Exercise objective: Please copy out every line of the records below except the pictures, multiplying each coordinate in the answers by 2.45 and rounding it to a whole number, with halves rounded up. Leave all other text and numbers unchanged.

— Start Entries shown —

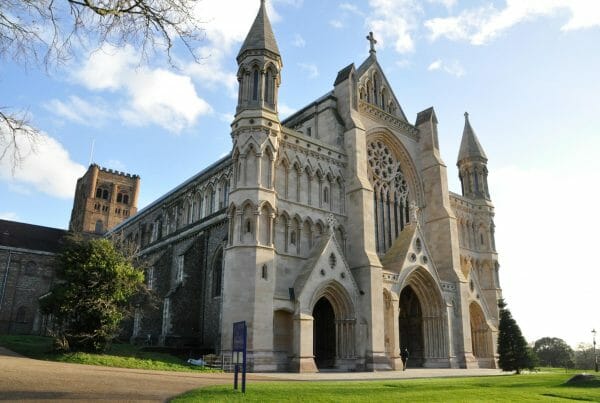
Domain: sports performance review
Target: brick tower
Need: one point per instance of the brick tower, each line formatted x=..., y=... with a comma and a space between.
x=103, y=199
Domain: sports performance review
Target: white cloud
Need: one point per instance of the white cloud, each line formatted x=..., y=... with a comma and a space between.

— End Entries shown —

Solution for this exercise:
Domain: sports performance review
Target: brick tower
Need: one point per instance of the brick tower, each line formatted x=..., y=... with a comma and a space between.
x=252, y=488
Domain: sports performance review
Target: white cloud
Need: one point per instance of the white cloud, each line formatted x=..., y=... with a comma and a space between.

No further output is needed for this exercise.